**DATA ENTRIES**
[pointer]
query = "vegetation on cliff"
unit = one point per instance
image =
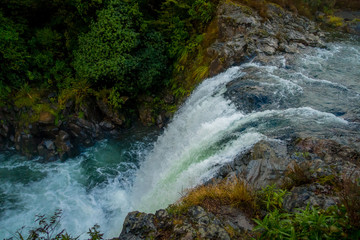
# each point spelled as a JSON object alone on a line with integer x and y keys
{"x": 129, "y": 47}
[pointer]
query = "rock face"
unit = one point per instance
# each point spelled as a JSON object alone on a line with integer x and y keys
{"x": 196, "y": 223}
{"x": 244, "y": 34}
{"x": 57, "y": 139}
{"x": 267, "y": 162}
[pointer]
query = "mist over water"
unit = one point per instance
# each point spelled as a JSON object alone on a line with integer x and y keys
{"x": 316, "y": 93}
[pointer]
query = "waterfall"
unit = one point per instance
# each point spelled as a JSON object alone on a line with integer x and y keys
{"x": 316, "y": 93}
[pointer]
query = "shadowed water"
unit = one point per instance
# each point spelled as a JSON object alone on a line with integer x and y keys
{"x": 316, "y": 93}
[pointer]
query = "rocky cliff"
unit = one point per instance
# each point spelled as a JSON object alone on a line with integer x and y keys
{"x": 305, "y": 166}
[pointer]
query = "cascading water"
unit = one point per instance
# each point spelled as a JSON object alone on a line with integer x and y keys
{"x": 316, "y": 93}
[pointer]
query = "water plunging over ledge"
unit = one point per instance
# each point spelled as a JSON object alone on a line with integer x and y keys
{"x": 316, "y": 93}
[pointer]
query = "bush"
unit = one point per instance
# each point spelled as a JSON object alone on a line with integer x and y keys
{"x": 212, "y": 197}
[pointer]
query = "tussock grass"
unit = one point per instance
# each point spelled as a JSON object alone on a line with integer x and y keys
{"x": 234, "y": 192}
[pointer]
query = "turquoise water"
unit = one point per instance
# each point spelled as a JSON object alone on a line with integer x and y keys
{"x": 316, "y": 93}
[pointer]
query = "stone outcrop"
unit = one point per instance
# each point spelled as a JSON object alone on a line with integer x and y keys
{"x": 196, "y": 223}
{"x": 54, "y": 139}
{"x": 267, "y": 162}
{"x": 243, "y": 34}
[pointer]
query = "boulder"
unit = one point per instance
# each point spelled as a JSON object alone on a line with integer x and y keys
{"x": 46, "y": 118}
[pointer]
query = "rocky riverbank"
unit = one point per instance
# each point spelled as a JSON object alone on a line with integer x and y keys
{"x": 309, "y": 167}
{"x": 56, "y": 133}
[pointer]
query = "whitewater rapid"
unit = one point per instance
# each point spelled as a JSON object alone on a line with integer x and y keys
{"x": 316, "y": 93}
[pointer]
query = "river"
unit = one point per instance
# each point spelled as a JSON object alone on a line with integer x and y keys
{"x": 315, "y": 93}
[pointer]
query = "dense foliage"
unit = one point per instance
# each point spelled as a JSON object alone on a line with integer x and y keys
{"x": 126, "y": 46}
{"x": 129, "y": 47}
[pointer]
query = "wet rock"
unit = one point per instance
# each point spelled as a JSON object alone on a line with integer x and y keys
{"x": 47, "y": 150}
{"x": 328, "y": 150}
{"x": 26, "y": 144}
{"x": 263, "y": 165}
{"x": 301, "y": 197}
{"x": 145, "y": 114}
{"x": 242, "y": 33}
{"x": 236, "y": 219}
{"x": 137, "y": 226}
{"x": 64, "y": 147}
{"x": 107, "y": 125}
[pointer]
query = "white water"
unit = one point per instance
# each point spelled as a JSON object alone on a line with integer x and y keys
{"x": 315, "y": 96}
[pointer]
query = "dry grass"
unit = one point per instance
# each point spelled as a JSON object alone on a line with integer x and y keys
{"x": 212, "y": 197}
{"x": 298, "y": 175}
{"x": 349, "y": 195}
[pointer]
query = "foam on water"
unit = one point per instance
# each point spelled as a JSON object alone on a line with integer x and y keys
{"x": 112, "y": 178}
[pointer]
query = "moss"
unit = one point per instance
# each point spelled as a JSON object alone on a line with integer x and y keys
{"x": 212, "y": 197}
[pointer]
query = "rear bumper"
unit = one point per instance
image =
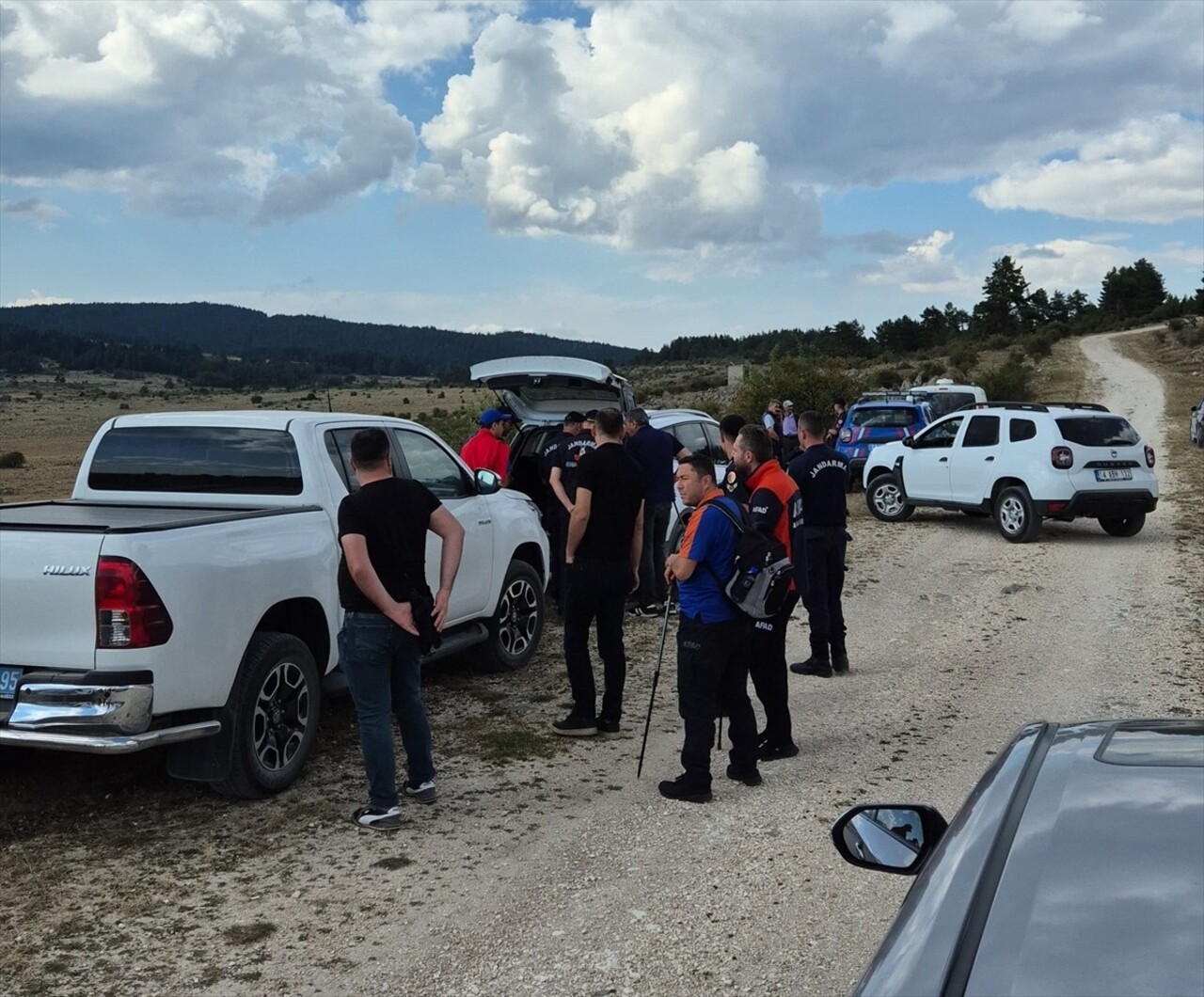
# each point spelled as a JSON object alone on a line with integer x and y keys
{"x": 1101, "y": 505}
{"x": 93, "y": 712}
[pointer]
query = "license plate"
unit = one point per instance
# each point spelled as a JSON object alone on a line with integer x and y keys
{"x": 8, "y": 679}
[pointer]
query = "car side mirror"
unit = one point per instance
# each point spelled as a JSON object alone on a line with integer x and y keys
{"x": 488, "y": 483}
{"x": 889, "y": 837}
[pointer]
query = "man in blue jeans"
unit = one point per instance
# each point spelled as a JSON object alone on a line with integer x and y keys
{"x": 382, "y": 584}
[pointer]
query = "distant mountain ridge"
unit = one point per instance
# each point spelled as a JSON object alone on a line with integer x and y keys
{"x": 229, "y": 330}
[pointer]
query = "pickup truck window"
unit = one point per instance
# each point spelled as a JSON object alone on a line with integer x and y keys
{"x": 426, "y": 461}
{"x": 215, "y": 460}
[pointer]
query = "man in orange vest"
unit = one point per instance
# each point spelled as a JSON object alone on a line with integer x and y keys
{"x": 774, "y": 507}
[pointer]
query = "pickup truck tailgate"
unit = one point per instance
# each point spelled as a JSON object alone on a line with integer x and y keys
{"x": 48, "y": 609}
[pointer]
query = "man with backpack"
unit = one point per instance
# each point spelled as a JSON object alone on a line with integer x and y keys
{"x": 774, "y": 508}
{"x": 712, "y": 637}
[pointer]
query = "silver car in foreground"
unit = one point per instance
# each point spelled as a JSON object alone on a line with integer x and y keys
{"x": 1075, "y": 867}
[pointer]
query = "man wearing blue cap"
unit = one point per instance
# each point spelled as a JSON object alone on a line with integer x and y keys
{"x": 488, "y": 450}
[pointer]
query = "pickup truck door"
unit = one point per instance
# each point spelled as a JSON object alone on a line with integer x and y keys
{"x": 973, "y": 461}
{"x": 926, "y": 467}
{"x": 424, "y": 459}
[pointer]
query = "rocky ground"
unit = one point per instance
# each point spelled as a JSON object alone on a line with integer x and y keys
{"x": 547, "y": 867}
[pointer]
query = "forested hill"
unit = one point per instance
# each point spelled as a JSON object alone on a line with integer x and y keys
{"x": 323, "y": 343}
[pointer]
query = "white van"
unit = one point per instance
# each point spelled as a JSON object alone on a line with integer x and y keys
{"x": 944, "y": 396}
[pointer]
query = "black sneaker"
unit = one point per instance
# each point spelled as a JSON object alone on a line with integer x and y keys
{"x": 684, "y": 790}
{"x": 607, "y": 727}
{"x": 575, "y": 726}
{"x": 751, "y": 777}
{"x": 424, "y": 793}
{"x": 813, "y": 666}
{"x": 377, "y": 817}
{"x": 768, "y": 751}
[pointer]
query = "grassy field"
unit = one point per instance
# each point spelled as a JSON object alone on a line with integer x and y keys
{"x": 50, "y": 418}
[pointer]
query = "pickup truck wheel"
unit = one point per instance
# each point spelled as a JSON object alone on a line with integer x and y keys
{"x": 885, "y": 499}
{"x": 275, "y": 717}
{"x": 1126, "y": 527}
{"x": 1015, "y": 515}
{"x": 518, "y": 622}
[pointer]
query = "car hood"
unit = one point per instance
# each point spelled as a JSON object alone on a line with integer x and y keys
{"x": 542, "y": 389}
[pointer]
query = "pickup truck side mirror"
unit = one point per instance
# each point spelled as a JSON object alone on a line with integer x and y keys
{"x": 488, "y": 483}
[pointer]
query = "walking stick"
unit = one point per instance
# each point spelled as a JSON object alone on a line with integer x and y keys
{"x": 657, "y": 675}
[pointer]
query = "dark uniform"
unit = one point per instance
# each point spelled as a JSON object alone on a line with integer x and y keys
{"x": 567, "y": 456}
{"x": 774, "y": 508}
{"x": 819, "y": 548}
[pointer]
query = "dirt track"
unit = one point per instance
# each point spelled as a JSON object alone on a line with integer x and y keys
{"x": 563, "y": 875}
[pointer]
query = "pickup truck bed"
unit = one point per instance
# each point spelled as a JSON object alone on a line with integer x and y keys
{"x": 82, "y": 516}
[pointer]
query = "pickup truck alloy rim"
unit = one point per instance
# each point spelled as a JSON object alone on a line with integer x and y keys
{"x": 282, "y": 713}
{"x": 888, "y": 499}
{"x": 1011, "y": 514}
{"x": 518, "y": 618}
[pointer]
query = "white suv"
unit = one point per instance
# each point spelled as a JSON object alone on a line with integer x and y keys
{"x": 1020, "y": 463}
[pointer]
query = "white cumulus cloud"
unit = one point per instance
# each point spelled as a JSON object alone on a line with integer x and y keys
{"x": 1147, "y": 171}
{"x": 190, "y": 107}
{"x": 923, "y": 266}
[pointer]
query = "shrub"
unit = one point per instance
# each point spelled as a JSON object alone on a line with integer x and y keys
{"x": 963, "y": 356}
{"x": 808, "y": 385}
{"x": 1037, "y": 346}
{"x": 885, "y": 377}
{"x": 1011, "y": 381}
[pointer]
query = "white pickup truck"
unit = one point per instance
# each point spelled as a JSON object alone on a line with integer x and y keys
{"x": 185, "y": 593}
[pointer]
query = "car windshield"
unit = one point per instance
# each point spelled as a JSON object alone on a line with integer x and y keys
{"x": 1099, "y": 431}
{"x": 897, "y": 417}
{"x": 943, "y": 403}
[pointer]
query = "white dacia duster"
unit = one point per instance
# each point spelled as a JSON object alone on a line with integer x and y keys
{"x": 1020, "y": 463}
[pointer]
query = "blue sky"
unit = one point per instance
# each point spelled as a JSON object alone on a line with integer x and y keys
{"x": 620, "y": 172}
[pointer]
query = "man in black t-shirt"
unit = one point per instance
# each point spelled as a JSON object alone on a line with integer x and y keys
{"x": 382, "y": 584}
{"x": 822, "y": 478}
{"x": 551, "y": 461}
{"x": 606, "y": 532}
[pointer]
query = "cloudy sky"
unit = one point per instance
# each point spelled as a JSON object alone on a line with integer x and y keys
{"x": 626, "y": 172}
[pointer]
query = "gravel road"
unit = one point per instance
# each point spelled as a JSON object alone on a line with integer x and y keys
{"x": 571, "y": 877}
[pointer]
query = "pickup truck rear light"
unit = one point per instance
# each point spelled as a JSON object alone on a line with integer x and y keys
{"x": 129, "y": 611}
{"x": 1062, "y": 458}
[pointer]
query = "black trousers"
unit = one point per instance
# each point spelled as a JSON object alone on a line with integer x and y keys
{"x": 768, "y": 666}
{"x": 594, "y": 592}
{"x": 825, "y": 583}
{"x": 712, "y": 682}
{"x": 652, "y": 558}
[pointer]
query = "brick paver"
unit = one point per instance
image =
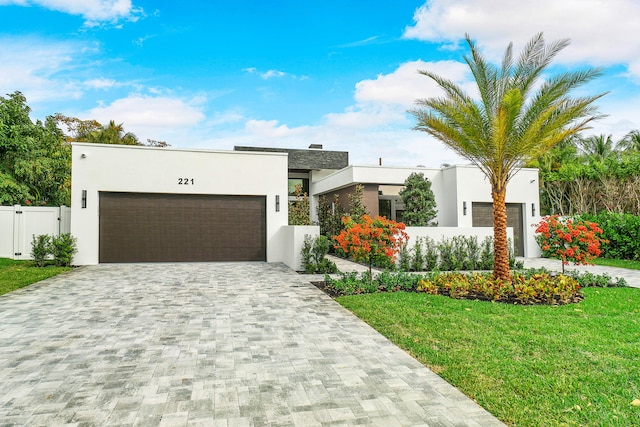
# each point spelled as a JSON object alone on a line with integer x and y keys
{"x": 228, "y": 344}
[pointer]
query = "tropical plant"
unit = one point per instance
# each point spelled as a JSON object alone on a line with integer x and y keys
{"x": 63, "y": 247}
{"x": 299, "y": 208}
{"x": 357, "y": 209}
{"x": 40, "y": 249}
{"x": 597, "y": 147}
{"x": 516, "y": 119}
{"x": 35, "y": 161}
{"x": 571, "y": 241}
{"x": 419, "y": 201}
{"x": 112, "y": 134}
{"x": 631, "y": 141}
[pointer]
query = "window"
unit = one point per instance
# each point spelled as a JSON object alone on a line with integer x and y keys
{"x": 304, "y": 182}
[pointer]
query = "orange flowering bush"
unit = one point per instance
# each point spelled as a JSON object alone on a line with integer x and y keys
{"x": 369, "y": 239}
{"x": 578, "y": 242}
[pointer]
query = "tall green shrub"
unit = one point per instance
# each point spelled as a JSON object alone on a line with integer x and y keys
{"x": 419, "y": 201}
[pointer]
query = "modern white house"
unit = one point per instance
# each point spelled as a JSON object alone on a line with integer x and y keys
{"x": 144, "y": 204}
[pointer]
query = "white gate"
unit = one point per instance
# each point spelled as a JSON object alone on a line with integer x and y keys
{"x": 18, "y": 225}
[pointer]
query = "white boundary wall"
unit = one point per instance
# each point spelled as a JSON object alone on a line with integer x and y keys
{"x": 293, "y": 238}
{"x": 18, "y": 225}
{"x": 438, "y": 233}
{"x": 136, "y": 169}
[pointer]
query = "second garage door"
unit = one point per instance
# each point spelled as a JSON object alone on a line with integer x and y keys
{"x": 482, "y": 216}
{"x": 143, "y": 227}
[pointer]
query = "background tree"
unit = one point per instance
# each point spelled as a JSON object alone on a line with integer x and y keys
{"x": 35, "y": 160}
{"x": 419, "y": 201}
{"x": 597, "y": 147}
{"x": 516, "y": 119}
{"x": 631, "y": 141}
{"x": 357, "y": 208}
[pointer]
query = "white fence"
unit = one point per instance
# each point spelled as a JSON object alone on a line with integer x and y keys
{"x": 18, "y": 225}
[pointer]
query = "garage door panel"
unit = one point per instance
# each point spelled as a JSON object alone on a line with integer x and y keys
{"x": 138, "y": 227}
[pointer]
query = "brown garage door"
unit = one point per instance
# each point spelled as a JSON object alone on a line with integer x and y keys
{"x": 482, "y": 216}
{"x": 143, "y": 227}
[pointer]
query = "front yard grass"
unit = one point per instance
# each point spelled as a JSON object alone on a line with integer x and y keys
{"x": 621, "y": 263}
{"x": 18, "y": 274}
{"x": 569, "y": 365}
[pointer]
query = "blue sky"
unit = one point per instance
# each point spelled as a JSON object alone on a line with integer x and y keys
{"x": 214, "y": 74}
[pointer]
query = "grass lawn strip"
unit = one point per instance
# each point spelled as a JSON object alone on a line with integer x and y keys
{"x": 621, "y": 263}
{"x": 573, "y": 365}
{"x": 18, "y": 274}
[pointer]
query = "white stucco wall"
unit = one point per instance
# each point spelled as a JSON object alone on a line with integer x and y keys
{"x": 472, "y": 186}
{"x": 293, "y": 239}
{"x": 451, "y": 186}
{"x": 136, "y": 169}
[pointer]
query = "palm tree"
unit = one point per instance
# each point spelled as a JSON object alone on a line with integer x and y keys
{"x": 597, "y": 147}
{"x": 516, "y": 119}
{"x": 631, "y": 141}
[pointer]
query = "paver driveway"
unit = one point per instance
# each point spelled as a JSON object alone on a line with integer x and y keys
{"x": 230, "y": 344}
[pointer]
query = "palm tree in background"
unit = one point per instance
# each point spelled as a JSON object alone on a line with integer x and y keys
{"x": 597, "y": 147}
{"x": 516, "y": 119}
{"x": 631, "y": 141}
{"x": 112, "y": 134}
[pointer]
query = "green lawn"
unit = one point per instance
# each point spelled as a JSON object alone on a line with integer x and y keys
{"x": 622, "y": 263}
{"x": 572, "y": 365}
{"x": 18, "y": 274}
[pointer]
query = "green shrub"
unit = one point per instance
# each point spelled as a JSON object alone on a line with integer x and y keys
{"x": 622, "y": 232}
{"x": 431, "y": 254}
{"x": 41, "y": 249}
{"x": 63, "y": 247}
{"x": 536, "y": 288}
{"x": 418, "y": 258}
{"x": 486, "y": 254}
{"x": 404, "y": 258}
{"x": 314, "y": 252}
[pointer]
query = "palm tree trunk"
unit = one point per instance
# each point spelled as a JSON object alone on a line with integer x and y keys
{"x": 501, "y": 268}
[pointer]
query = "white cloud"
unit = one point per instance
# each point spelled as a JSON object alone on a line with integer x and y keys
{"x": 601, "y": 31}
{"x": 383, "y": 101}
{"x": 100, "y": 83}
{"x": 33, "y": 66}
{"x": 270, "y": 74}
{"x": 138, "y": 111}
{"x": 405, "y": 84}
{"x": 94, "y": 11}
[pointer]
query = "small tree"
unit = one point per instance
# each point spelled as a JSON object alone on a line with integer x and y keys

**CHALLENGE**
Identify each line above that contains the word "tree", and copy every such line in full.

**TASK SOLUTION**
query = "background tree"
query = "palm tree"
query = "palm tree in background"
query = "palm tree trunk"
query = "small tree"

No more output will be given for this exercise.